▶ [Records for processing]:
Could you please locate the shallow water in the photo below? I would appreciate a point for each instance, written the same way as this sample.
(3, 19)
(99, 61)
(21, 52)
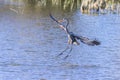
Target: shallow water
(30, 42)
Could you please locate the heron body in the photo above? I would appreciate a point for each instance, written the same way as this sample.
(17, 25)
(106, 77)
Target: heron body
(72, 38)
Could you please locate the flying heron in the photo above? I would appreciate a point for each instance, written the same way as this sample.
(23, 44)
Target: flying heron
(72, 38)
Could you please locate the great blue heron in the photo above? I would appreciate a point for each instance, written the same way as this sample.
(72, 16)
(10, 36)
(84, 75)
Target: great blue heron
(72, 38)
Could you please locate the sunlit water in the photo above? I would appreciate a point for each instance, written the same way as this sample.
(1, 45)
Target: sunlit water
(30, 42)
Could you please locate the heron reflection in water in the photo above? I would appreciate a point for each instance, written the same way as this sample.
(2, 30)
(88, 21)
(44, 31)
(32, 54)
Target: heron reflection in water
(72, 38)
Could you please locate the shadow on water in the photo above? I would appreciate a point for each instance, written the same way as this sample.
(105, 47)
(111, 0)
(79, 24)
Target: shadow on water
(30, 40)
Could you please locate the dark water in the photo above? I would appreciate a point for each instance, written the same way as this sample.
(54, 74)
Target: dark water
(30, 41)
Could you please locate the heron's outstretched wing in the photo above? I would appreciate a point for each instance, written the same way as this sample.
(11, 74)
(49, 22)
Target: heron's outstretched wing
(88, 41)
(55, 19)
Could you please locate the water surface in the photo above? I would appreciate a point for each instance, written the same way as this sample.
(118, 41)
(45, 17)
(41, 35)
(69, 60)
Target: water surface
(30, 42)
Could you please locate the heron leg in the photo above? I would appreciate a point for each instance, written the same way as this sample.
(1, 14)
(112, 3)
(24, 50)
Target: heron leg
(64, 50)
(68, 53)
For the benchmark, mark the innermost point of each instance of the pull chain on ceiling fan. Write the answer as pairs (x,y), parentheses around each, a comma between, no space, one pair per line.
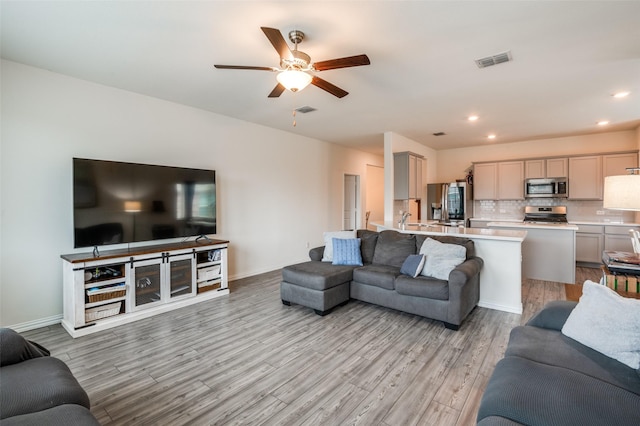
(296,69)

▶ [Problem statement]: Convert the lines from the one containing "For the benchmark, mark" up to and including the last line above into a Markdown table with two columns, Number and Content. Skip blank lines and leave the pictures out.

▶ [Correct answer]:
| Number | Content |
|---|---|
| 1 | For the benchmark, mark the innermost point of each instance of the pull chain on ceiling fan. Write the answer as pairs (x,y), parentheses around each, a comma between, no space, one pair per line. |
| 2 | (296,69) |